What this task involves:
For the data that follows, return each line unchanged and drop the pictures.

Records to use:

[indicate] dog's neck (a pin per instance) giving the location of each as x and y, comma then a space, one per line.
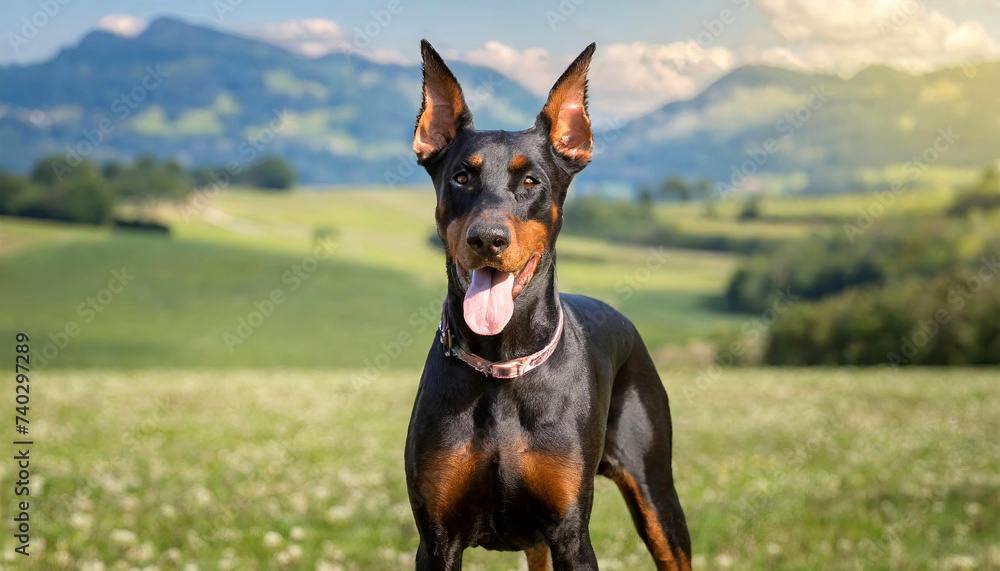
536, 316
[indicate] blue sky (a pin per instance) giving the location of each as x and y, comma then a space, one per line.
649, 52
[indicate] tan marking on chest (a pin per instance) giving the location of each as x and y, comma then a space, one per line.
553, 479
446, 478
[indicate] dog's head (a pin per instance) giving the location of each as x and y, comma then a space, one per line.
499, 194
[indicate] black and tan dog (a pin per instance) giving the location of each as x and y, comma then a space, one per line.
528, 393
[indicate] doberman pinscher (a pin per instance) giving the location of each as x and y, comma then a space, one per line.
527, 393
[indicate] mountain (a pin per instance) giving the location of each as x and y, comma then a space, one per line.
211, 98
831, 131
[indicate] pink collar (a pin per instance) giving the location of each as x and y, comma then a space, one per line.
506, 370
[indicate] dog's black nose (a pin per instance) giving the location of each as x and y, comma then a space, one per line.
488, 239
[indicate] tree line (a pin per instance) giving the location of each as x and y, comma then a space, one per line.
89, 193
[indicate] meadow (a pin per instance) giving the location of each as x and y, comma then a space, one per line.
170, 436
293, 469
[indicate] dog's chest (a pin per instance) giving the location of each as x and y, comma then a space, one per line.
501, 475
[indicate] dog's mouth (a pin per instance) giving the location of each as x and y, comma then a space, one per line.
490, 293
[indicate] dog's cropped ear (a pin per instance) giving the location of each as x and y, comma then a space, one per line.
443, 111
565, 113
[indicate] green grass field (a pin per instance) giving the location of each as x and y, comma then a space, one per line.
158, 447
383, 277
289, 469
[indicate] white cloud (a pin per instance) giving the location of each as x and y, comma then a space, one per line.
122, 25
629, 79
317, 37
843, 36
626, 80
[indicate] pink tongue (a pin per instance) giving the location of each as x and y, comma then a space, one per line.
489, 302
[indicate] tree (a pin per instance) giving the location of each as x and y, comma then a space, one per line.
675, 186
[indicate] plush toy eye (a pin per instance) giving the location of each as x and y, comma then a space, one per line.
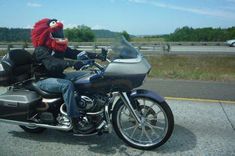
52, 23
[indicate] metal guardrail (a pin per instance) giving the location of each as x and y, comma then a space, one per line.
147, 48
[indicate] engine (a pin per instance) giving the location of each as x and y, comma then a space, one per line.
93, 103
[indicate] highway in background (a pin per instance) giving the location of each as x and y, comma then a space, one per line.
158, 49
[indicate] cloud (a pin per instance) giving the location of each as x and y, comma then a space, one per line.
70, 25
97, 27
34, 5
231, 1
201, 11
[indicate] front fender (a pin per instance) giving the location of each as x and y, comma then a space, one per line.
147, 93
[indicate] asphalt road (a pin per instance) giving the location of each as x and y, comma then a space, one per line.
176, 50
200, 129
192, 89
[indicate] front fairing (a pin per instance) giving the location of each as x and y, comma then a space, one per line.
126, 60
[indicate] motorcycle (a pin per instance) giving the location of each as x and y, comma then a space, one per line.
110, 99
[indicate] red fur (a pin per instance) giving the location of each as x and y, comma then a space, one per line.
41, 36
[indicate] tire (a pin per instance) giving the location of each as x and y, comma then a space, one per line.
166, 111
33, 129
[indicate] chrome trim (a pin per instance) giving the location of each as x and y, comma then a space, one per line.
127, 102
95, 113
85, 135
134, 60
62, 111
107, 117
28, 124
50, 100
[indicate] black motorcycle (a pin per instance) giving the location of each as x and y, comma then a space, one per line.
110, 100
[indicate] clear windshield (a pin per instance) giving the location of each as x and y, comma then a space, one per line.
122, 49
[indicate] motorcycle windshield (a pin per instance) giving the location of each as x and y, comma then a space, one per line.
123, 51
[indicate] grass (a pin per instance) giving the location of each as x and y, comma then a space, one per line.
209, 68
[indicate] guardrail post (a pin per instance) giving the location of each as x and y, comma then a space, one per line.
9, 46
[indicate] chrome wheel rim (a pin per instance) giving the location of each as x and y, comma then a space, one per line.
152, 129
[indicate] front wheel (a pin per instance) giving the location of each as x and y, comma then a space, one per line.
156, 125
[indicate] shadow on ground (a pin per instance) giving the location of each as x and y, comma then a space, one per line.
181, 140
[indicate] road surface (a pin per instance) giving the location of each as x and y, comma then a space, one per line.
200, 129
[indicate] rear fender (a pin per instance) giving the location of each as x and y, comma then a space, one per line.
147, 93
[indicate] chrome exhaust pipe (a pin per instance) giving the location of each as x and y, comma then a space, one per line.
59, 127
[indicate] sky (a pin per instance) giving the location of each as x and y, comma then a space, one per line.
137, 17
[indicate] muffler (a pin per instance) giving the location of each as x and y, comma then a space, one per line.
58, 127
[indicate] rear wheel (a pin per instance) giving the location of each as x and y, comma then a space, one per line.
33, 129
156, 125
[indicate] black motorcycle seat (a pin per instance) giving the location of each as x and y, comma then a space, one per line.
44, 94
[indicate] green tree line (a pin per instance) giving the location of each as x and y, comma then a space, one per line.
201, 34
77, 34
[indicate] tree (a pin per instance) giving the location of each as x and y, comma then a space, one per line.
126, 35
80, 33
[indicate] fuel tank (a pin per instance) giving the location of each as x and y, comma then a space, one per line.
100, 83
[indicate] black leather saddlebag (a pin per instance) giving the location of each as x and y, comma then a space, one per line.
15, 66
18, 105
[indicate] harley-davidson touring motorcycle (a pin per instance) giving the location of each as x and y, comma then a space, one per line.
110, 99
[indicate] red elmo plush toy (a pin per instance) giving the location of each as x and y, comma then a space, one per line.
49, 33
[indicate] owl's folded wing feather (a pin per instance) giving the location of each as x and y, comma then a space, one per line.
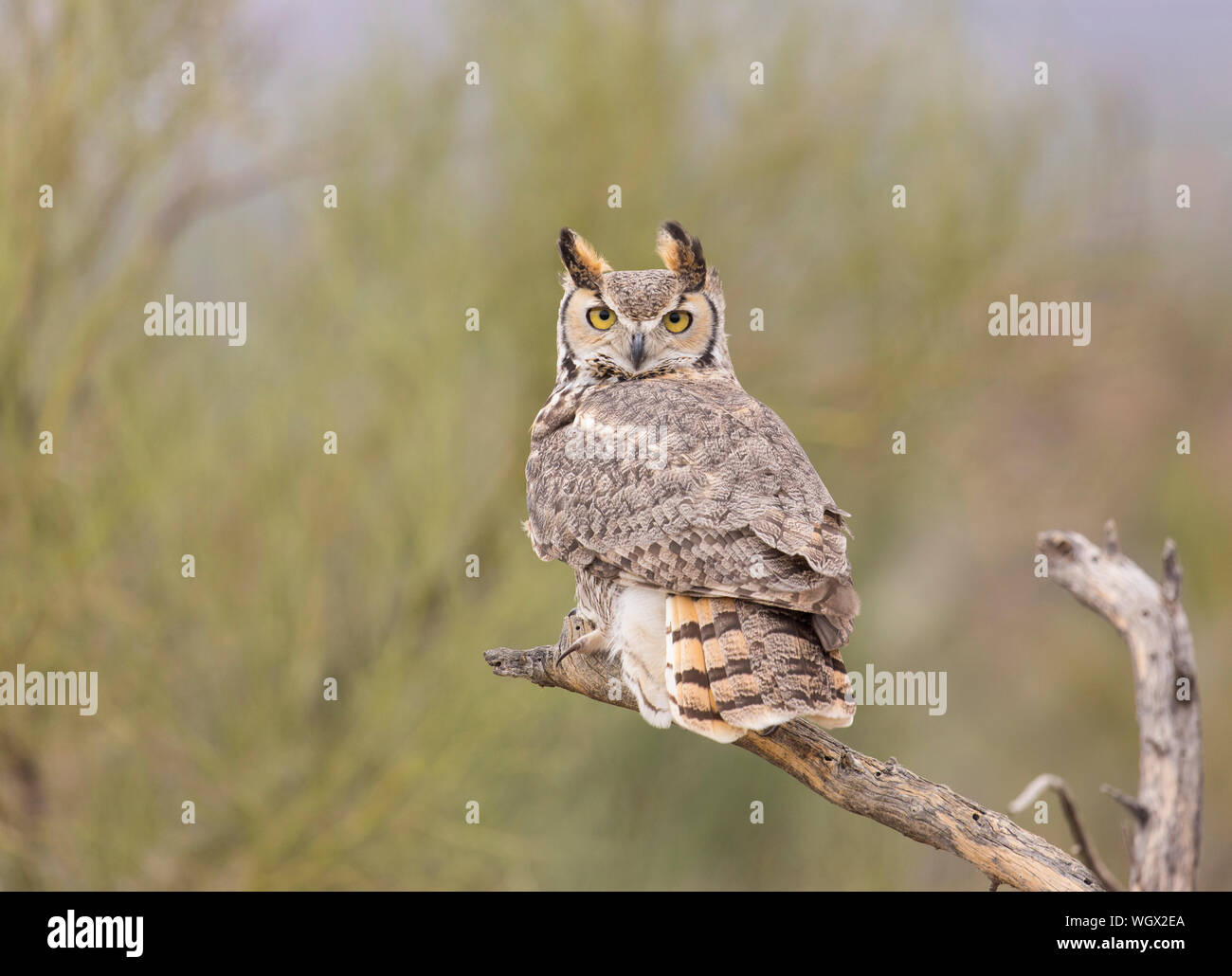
691, 488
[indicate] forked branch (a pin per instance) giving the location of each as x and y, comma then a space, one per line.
932, 812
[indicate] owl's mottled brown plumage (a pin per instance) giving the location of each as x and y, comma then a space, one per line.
707, 552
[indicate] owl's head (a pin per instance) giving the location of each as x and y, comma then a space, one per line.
633, 324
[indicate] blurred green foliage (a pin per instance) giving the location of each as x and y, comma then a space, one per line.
353, 566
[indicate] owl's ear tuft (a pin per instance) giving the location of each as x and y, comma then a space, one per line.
681, 253
584, 265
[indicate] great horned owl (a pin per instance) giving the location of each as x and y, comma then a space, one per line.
707, 552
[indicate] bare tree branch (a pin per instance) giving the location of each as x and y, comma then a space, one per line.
1084, 848
1149, 615
885, 791
1165, 853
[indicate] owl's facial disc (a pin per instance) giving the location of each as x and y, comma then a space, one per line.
604, 340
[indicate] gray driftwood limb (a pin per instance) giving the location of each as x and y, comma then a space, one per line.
882, 790
1169, 807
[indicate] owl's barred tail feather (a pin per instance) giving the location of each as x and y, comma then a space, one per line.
734, 665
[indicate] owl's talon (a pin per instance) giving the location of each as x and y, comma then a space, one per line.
589, 641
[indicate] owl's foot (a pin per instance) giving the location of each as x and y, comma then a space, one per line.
577, 634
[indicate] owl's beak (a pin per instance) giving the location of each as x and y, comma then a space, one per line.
637, 352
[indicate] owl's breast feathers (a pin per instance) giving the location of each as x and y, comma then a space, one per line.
689, 486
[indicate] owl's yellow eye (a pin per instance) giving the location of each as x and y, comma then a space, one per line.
602, 318
677, 322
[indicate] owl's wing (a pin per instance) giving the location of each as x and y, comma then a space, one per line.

Written answer:
[indicate] dog's neck (a pin per instance) giving the location of each as x and y, comma then a space, one per line.
536, 316
[indicate] blue sky (a pin per instance) giving the location of each as x and y, comma then a space, one per line.
649, 52
[indicate] tan marking on chest (a pin per instance) giving the location of each as x and y, comma then a space, one per line.
553, 479
446, 478
[indicate] dog's head (a pin per instance) giving the location of each as x and y, comma then a space, one per line.
499, 194
[indicate] black and tan dog (a pin per instance) giving the location of each as x and y, comma then a space, one per line.
528, 393
[indicate] doberman pinscher (a pin per instance) giving the location of each as x and y, comma then a space, one per line.
527, 393
[indicate] mountain (a pin per instance) giving the location of each as x and y, comma then a space, one per line.
211, 98
831, 131
[indicate] pink collar (a pin per instance) giving the location of each as x and y, comma then a space, one per line.
506, 370
[indicate] dog's black nose (a pin per instance) giving the location of each as x and y, comma then a space, one per line.
488, 239
[indicate] tree line (a pin per instance) giving the location of each as x and y, comma then a space, one per line.
89, 193
[indicate] meadow (a pin per instance) giving the location of each as x and y, comma then a space, one per line.
170, 436
293, 469
[indicate] dog's chest (a pin per instance) giving the location of each as x and y, comma then a space, one per line.
501, 475
[indicate] dog's mouth (a pin per instance) giving the location of each as x and y, comma then a space, one per line.
490, 293
[indicate] dog's cropped ear (a pin per instance) giving the location of each as x and y, comma then a space, one per line.
443, 111
565, 113
[indicate] green grass field (a pin per instance) giving the location of each as x and y, comma then a space, one per line.
158, 447
383, 277
289, 469
[indicate] white cloud (a pin per instance) giving the location of each as x and y, comma then a space, one per line.
122, 25
629, 79
317, 37
843, 36
626, 80
[indicate] pink tongue (a pin per instance) giving the location of each as x and y, comma then a space, one per line.
489, 302
[indicate] tree (a pin per instance) giving the location of each as x and y, comma then a space, one per line.
675, 186
[indicate] plush toy eye (a pin per instance) giving the location of each as x and y, comma then a space, one per line.
52, 23
[indicate] metal guardrail (a pin per instance) giving the location of each as x and y, comma then a space, one per line.
147, 48
[indicate] engine (a pin per instance) giving the location of each as x and y, comma then a space, one per line.
93, 103
[indicate] highway in background (a pin per instance) giving the location of each as x and y, comma then a space, one per line.
158, 49
[indicate] cloud (a pin per instance) giving the location of each as x and y, comma then a space, one per line.
70, 25
97, 27
34, 5
231, 1
201, 11
[indicate] front fender (a pin per instance) giving the location of each as x and y, comma then a space, one per line.
147, 93
[indicate] asphalt road (a pin per instance) giving the location of each as x and y, comma then a space, one per line.
176, 50
200, 129
192, 89
[indicate] front fairing (a pin per instance) giving the location of each as x and y, comma then a space, one per line.
126, 60
[indicate] motorcycle (a pin per instance) giving the location of each as x and y, comma then a space, one per line.
110, 99
[indicate] red fur (a pin per instance) giving the location of each as x and y, comma then a space, one per line.
41, 36
[indicate] tire (a pin per instance) giving the location of each as x and y, comma then a space, one per line.
166, 111
33, 129
[indicate] chrome trim (a pin per instance) giving the location of each as x and y, comma then a space, one per line.
127, 102
95, 113
85, 135
134, 60
62, 111
107, 117
28, 124
50, 100
[indicate] black motorcycle (a pin per instance) giving the location of each as x and y, comma then a space, one per line.
110, 100
[indicate] clear windshield (a pin per instance) giving the location of each as x and y, comma then a space, one per line.
122, 49
[indicate] motorcycle windshield (a pin per instance) giving the location of each as x and y, comma then a space, one per line.
123, 51
[indicate] grass (a pin per instance) giving the location of each as x and y, comma then a space, one per line.
209, 68
[indicate] guardrail post (a pin per instance) giving the location of each as x and y, comma then a space, one per line.
9, 46
[indicate] chrome wheel rim (a pin per instance) giving the location of each as x and y, comma then a space, one per line.
152, 129
[indicate] front wheel (a pin per instance) giving the location of each as x and y, comma then a space, one per line.
156, 125
[indicate] shadow on ground (a pin per instance) giving the location of each as x and y, comma then a space, one per line.
181, 140
[indicate] road surface (a pin per instance) giving the location of each as x and y, comma then a space, one per line.
200, 129
[indicate] rear fender (a pin per instance) giving the location of each as x and y, comma then a space, one per line.
147, 93
[indicate] chrome exhaust pipe (a pin per instance) giving the location of each as x and y, comma then a space, one per line.
59, 127
[indicate] sky (a pin per instance) giving the location of each as x and y, comma then a space, one per line.
137, 17
[indicate] muffler (a pin per instance) giving the location of each as x and y, comma then a space, one per line.
58, 127
[indicate] rear wheel (a pin per instance) giving the location of each as x and y, comma then a space, one per line.
33, 129
156, 125
[indicate] black motorcycle seat (a pin per instance) giving the location of each as x and y, comma then a space, one per line.
44, 94
[indicate] green tree line (a pin per instance) giving the location of each as x and y, comma then a space, one per line.
201, 34
77, 34
[indicate] tree (a pin per instance) giving the location of each as x and y, comma then a space, one per line.
126, 35
80, 33
[indicate] fuel tank (a pin per instance) giving the location of each as x and y, comma then a space, one per line.
100, 83
[indicate] black leather saddlebag (a pin per instance) giving the location of each as x and y, comma then a space, one per line.
15, 66
18, 105
[indicate] harley-davidson touring motorcycle (a pin per instance) giving the location of each as x and y, comma then a space, one per line.
110, 99
[indicate] red elmo plush toy (a pin per instance) giving the location of each as x and y, comma then a space, one per line.
49, 33
[indicate] owl's folded wing feather (a pin per instance) giving the location of each as x and y, comma then a space, one per line.
691, 488
[indicate] forked branch (a pin per instance) giving the location of each as x and y, comma then a space, one per line.
932, 812
[indicate] owl's mottled brown plumage (a pin per instance) giving the location of each as x and y, comma then a space, one per line.
707, 552
[indicate] owl's head (a pin per instance) giving the location of each as x and y, comma then a space, one per line.
633, 324
[indicate] blurred green foliage (a pin per instance) giving the location of each as x and y, comma then a space, one per line.
353, 566
[indicate] owl's ear tuft (a pin per instance) giving the location of each as x and y, comma then a space, one per line.
681, 253
584, 265
[indicate] great horned owl (a pin per instance) giving the location of each as x and y, comma then a space, one per line.
707, 552
[indicate] bare tree branch (a pin per instance) giving the location of each as x and y, comma then a space, one per line.
1084, 848
1149, 615
885, 791
1165, 853
[indicate] owl's facial disc (a pin per instance) giving the location of each as x and y, comma then a space, one per line.
604, 340
[indicate] gray driftwood limb (a pin per instance) giving the location of each as x and y, comma then a space, one per line.
882, 790
1169, 807
[indicate] owl's barred tail feather (a pin per instance) giving the location of each as x and y, comma then a space, one per line.
734, 665
[indicate] owl's talon (a pin per instance) giving the location of each as x and y, comma then a space, one per line.
589, 641
[indicate] owl's foot (a pin per instance) giving the location of each as x and y, comma then a space, one per line.
577, 634
[indicate] owl's beak (a pin per instance) giving the location of each as x and y, comma then a space, one per line.
637, 352
[indicate] owl's breast feathers (a pin per instance) giving the location of each as x and y, comma then a space, one per line.
689, 486
[indicate] owl's yellow eye (a pin per instance) giving the location of each as x and y, comma then a space, one per line.
602, 318
677, 322
[indicate] owl's wing (a pin per instance) giving the location of each as x and y, comma then a space, one per line.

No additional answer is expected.